◆ TEXT SEGMENT:
>>>
On 16 August, Dmitry Zhirnov, Russia's Ambassador to Afghanistan, was quoted to have stated: "I judge by the first day of their control over Kabul. The impressions are good. The situation in Kabul is better now (under Taliban) than it was under Ashraf Ghani." Also on the same day, a spokesperson of the Chinese Ministry of Foreign Affairs said: "China respects Afghan people's right to decide their own destiny and future, and is willing to continue to develop friendship and cooperation with Afghanistan."

Issues in the background
First, Taliban's rapid takeover of Afghanistan. It all started on 6 August in Zaranj, the capital of Nimroz province in southwest Afghanistan. In the next one week, all the major provincial capitals fell one by one – Herat, Kunduz, Mazar-e-Sharif and Kandahar. On 15 August, they captured Jalalabad and Kabul. The surprising element of the rapid takeover was not just the speed but the lack of opposition; the provinces and their capitals fell to the Taliban without any fight. For the Taliban, it was a walkover, contrary to what happened in the 1990s. Between November 1994 and September 1996, it had to fight hard for almost two years to capture Afghanistan. In 2021, it could do it in a week.

Second, the leadership crisis and the fleeing of the President. Ashraf Ghani made a bold statement on 14 August about not surrendering to the Taliban and not allowing the achievements of the previous decades to fall down. However, his fleeing the following day underlines the resolute of his leadership. On 11 August, following the fall of other major cities, Ghani flew to Mazar-e-Sharif to meet with Abdul Rashid Dostum. In retrospect, it appears, Ghani could not build a political consensus amongst the Afghan leaders. Nor he could lead the Afghan security forces effectively. During the middle of the Taliban's rapid advance, he fired the Afghan army chief. While talking about the Taliban's advances, one has to analyze why the Afghan political leadership failed to rise when the country demanded them the most. 

Third, the melting of Afghan security forces. The US and its allies, over the last two decades, have spent billions of dollars on building a modern Afghan security force, which is believed to be more than 300,000. They were trained, equipped and provided with modern weapons and vehicles. Unfortunately, the Afghan security forces disappeared without putting up a fight when the Taliban entered the provincial capitals. Early reports indicate that there were multiple deals between the local commanders of the Afghan security forces and the Taliban. Others report the morale was down ever since US President Biden announced the withdrawal. A comparison with how Ahmad Shah Massoud fought the Taliban during 1994-96, with less external support should be useful. Massoud also finally gave up Kabul, but after putting up a fight.
<<<
◆ GIVEN INSTRUCTION 1: In the records, from the first line through the line containing "M 52 101 L 57", inclusive, substitute "nonzero" for "evenodd" and leave everything else as it is. Give back only those lines.

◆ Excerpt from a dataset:
>>>
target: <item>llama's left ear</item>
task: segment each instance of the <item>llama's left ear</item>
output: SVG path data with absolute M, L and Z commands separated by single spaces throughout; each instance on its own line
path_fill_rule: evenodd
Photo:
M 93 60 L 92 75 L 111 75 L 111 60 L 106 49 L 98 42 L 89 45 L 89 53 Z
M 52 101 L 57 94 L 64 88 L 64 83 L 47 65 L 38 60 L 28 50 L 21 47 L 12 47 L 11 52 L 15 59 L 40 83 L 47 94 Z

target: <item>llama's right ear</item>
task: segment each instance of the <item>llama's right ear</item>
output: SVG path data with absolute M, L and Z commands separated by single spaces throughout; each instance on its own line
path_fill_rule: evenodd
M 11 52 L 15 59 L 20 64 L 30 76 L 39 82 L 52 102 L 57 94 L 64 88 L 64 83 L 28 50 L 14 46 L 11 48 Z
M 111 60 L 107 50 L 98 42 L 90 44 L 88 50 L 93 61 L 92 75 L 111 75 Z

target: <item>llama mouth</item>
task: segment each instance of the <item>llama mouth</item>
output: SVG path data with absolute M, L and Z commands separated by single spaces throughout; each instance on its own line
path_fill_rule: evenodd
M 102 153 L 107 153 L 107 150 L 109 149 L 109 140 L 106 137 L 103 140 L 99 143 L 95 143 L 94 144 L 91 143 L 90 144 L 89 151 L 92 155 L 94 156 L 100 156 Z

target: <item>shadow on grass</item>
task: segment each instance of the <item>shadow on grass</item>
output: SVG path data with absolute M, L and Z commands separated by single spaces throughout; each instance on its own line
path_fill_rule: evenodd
<<<
◆ GIVEN INSTRUCTION 2: Continue the text on the Taliban takeover of Afghanistan from where it stops.

◆ WRITTEN REPLY 1:
target: <item>llama's left ear</item>
task: segment each instance of the <item>llama's left ear</item>
output: SVG path data with absolute M, L and Z commands separated by single spaces throughout; each instance on its own line
path_fill_rule: nonzero
Photo:
M 93 60 L 92 75 L 111 75 L 111 60 L 106 49 L 98 42 L 89 45 L 89 53 Z
M 52 101 L 57 94 L 64 88 L 64 83 L 47 65 L 38 60 L 28 50 L 21 47 L 12 47 L 11 52 L 15 59 L 40 83 L 47 94 Z

◆ WRITTEN REPLY 2:
Fourth, the melting of the militias. Besides the Afghan security forces, there were numerous militias led by warlords in the north, west and east of Afghanistan. Ismail Khan in Herat, and Abdul Rashid Dostum and Atta Muhammad Noor in Mazar-e-Sharif are a few to name, who were known for their military acumen, militia support, and the anti-Taliban sentiment. Ismail Khan was captured by the Taliban in Herat; Abdul Rashid Dostum and Atta Muhammad Noor were reported to have fled Mazar-e-Sharif into Uzbekistan. According to early reports, the Taliban have agreed to Ismail Khan to continue to govern Herat. It appears that the militias that were pro-government until a week earlier, also have entered into tactical deals with the Taliban.

Fifth, the chaos and calm in Afghanistan, following the Taliban takeover. The international media focussed on what happened in the Kabul airport following the takeover, with multiple videos showing people wanting to get out of Afghanistan by clinging into aircrafts that are leaving Kabul. In few cities, there were reports about protests against the Taliban. For example, the protests in Jalalabad. The Taliban came down ruthlessly on these protestors. On the other hand, there are also reports on how the cities including Kabul, are getting ready for the Taliban rule.

Sixth, the Taliban promises. While it has promised women's rights and even asked them to get back to work, there are suspicions. According to initial reports and statements, there is a difference between how the senior Taliban leaders have made statements on women rights and how reports and interviews of the Taliban commanders on the ground reflect a different position. The majority responses to the Taliban's promises so far has been cynical, keeping the old record, and the differences between the Taliban leaders and its commanders.

Seventh, local opposition to the Taliban. When the Taliban was capturing city after city without any resistance, the citizens mobilized in Kabul to vent out their anger against it. As could be seen from what happened in Jalalabad, there was a protest against the Taliban's return. However, as of now, they seem to be isolated events, than a common sentiment against the Taliban amongst the population. Will they come to the streets to protest against the Taliban remains to be seen.

Eighth, Biden's resolve to complete the withdrawal. His statement on 16 August underlines the following: taking responsibility for the decision to withdraw; its finality; his decision as a follow up to the previous administration's deal with the Taliban in 2020; the objectives of the US in Afghanistan having met, following the disruption of al Qaeda; and the inability of the Afghan leadership to come together and build a new Afghanistan.

Ninth, the Chinese and Russian resolve to stay in Afghanistan. While all other embassies in Kabul are either leaving the city or reducing their footprints, China and Russia are doing the opposite. During the recent months/years, Moscow and Beijing, along with Islamabad, have engaged with the Taliban. In recent months, perhaps, both China and Russia were also getting ready for the Taliban's return in Afghanistan.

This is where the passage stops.